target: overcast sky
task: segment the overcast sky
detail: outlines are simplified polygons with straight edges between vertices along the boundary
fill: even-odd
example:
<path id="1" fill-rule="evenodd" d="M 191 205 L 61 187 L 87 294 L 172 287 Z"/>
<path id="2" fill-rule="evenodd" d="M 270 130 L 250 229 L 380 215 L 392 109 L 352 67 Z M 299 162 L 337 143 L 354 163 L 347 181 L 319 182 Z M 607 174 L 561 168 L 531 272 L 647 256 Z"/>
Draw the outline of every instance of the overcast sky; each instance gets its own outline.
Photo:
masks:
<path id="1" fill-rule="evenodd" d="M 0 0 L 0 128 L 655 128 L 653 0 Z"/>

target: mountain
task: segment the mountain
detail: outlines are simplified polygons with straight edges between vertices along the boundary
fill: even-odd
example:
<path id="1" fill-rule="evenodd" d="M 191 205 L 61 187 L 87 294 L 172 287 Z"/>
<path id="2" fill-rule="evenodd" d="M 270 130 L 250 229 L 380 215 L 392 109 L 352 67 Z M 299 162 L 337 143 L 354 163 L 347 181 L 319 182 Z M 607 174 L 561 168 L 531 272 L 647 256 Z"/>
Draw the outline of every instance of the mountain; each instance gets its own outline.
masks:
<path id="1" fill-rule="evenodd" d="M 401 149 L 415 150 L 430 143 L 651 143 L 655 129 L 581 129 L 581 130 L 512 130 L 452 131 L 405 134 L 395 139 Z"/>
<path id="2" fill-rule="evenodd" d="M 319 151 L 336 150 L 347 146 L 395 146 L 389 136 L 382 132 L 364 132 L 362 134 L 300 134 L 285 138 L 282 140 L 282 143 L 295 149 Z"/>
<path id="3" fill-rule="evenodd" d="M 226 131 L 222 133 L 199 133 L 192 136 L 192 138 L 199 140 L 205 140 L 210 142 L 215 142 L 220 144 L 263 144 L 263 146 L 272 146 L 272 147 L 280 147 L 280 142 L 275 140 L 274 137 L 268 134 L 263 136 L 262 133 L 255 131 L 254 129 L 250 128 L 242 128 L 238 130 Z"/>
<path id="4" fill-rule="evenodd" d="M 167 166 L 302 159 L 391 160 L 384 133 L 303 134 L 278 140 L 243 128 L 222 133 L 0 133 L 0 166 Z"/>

********************

(TO DO) Convert all the rows above into a JSON list of strings with one string per line, leaving out blank lines.

(COMPLETE RESPONSE)
[
  "target: overcast sky",
  "task: segment the overcast sky",
  "detail: outlines are simplified polygons with straight edges between vertices along the boundary",
  "fill: even-odd",
  "example:",
  "<path id=\"1\" fill-rule=\"evenodd\" d=\"M 191 205 L 61 187 L 87 294 L 172 287 Z\"/>",
  "<path id=\"2\" fill-rule=\"evenodd\" d=\"M 270 130 L 250 229 L 380 215 L 392 109 L 352 67 Z M 299 162 L 337 143 L 354 163 L 347 181 L 319 182 Z M 607 174 L 561 168 L 531 272 L 647 256 Z\"/>",
  "Draw the outline of every instance of the overcast sky; each instance gets its own outline.",
  "Photo:",
  "masks:",
  "<path id=\"1\" fill-rule=\"evenodd\" d=\"M 0 0 L 0 128 L 655 128 L 653 0 Z\"/>",
  "target: mountain",
  "task: segment the mountain",
  "detail: outlines are simplified polygons with straight edges between vertices along the boundary",
  "fill: even-odd",
  "example:",
  "<path id=\"1\" fill-rule=\"evenodd\" d=\"M 191 205 L 61 187 L 87 294 L 172 287 Z\"/>",
  "<path id=\"2\" fill-rule=\"evenodd\" d=\"M 270 130 L 250 229 L 380 215 L 392 109 L 352 67 Z M 299 162 L 337 143 L 354 163 L 347 181 L 319 182 Z M 607 174 L 561 168 L 531 272 L 647 256 Z\"/>",
  "Draw the outline of every instance of the mountain; each instance gets its own outline.",
  "masks:",
  "<path id=\"1\" fill-rule=\"evenodd\" d=\"M 401 149 L 415 150 L 430 143 L 651 143 L 655 129 L 581 129 L 581 130 L 512 130 L 452 131 L 405 134 L 395 139 Z\"/>",
  "<path id=\"2\" fill-rule=\"evenodd\" d=\"M 319 151 L 336 150 L 347 146 L 395 146 L 389 136 L 382 132 L 364 132 L 362 134 L 300 134 L 285 138 L 282 140 L 282 143 L 295 149 Z\"/>",
  "<path id=\"3\" fill-rule=\"evenodd\" d=\"M 226 131 L 222 133 L 199 133 L 192 136 L 192 138 L 199 140 L 205 140 L 210 142 L 215 142 L 220 144 L 263 144 L 263 146 L 272 146 L 272 147 L 280 147 L 280 142 L 275 140 L 274 137 L 268 134 L 263 136 L 262 133 L 255 131 L 254 129 L 250 128 L 242 128 L 238 130 Z\"/>",
  "<path id=\"4\" fill-rule=\"evenodd\" d=\"M 167 166 L 302 159 L 391 160 L 384 133 L 303 134 L 278 140 L 243 128 L 222 133 L 0 133 L 0 166 Z\"/>"
]